── Текстовый фрагмент ──

Если бы я убедился, что это так, то я сейчас бы повесился и не стал бы доживать того короткого срока, который мне остался, не стал бы доживать потому, что весь и единственный смысл моей жизни состоит в преобразовании этих форм соответственно требованиям моего любовного разума или разумной любви; преобразовании, которого я достигаю внутренним совершенствованием, то есть наибольшим согласованием своей жизни с требованиями этой разумной любви и веры в ее всемогущество. Простите, что так расфилософствовался. Я все об этом думаю, и потому во мне эти мысли в самом впереди.
Любящий вас
Лев Толстой.
1894 г. Августа 27. Ясная Поляна.
Лева и Маша (по старшинству).
Хочется высказаться, или чтоб другой тебе высказался, хочется что‑нибудь доброе сделать кому‑нибудь, или чтобы тебе что‑нибудь сделал, хочется деятельной разумной любви, и как будто нет ее в людях, меня окружающих, или нет во мне, или что‑либо мешает, и не умею вызвать и разрушить то, что мешает. И вот как сантиментальная барышня пишу вам, хотя здесь наверху сидят: мамá, Илюша, тетя Таня, Миша и, главное, Таня. Знаете ли вы, верно знаете, это чувство умиленно‑грустное, как будто должно быть, как будто готовности на все хорошее, на любовь, на жертву* и сознание своей никому ненужности, неуместности, стен какой‑то духовной тюрьмы, которые тебя отделяют от людей, от любовного общения с ними, от жизни. Ужасно думать, если и другие испытывают то же. Из всех тех, которые наверху, наверное, Таня временами испытывает это и ищет того же. Вы тоже, я думаю. Вот я пишу вам. Ты, Маша, и пишешь про это. Миша, я думаю, тоже, хотя не активно, но пассивно. Но другие, я думаю, нет. Между ими и мной стена непроницаемая.

───

=== Формулировка задания A ===
Назовите всех, кто, согласно текстовому фрагменту, сидит наверху.

── Предоставленные материалы ──

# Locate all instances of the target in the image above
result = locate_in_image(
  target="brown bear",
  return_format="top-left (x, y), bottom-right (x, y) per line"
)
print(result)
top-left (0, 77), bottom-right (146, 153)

───

=== Формулировка задания B ===
Перепишите записи целиком, строка за строкой, ничего не меняя.

=== Полное решение A ===
Мамá, Илюша, тетя Таня, Миша, Таня.

=== Полное решение B ===
# Locate all instances of the target in the image above
result = locate_in_image(
  target="brown bear",
  return_format="top-left (x, y), bottom-right (x, y) per line"
)
print(result)
top-left (0, 77), bottom-right (146, 153)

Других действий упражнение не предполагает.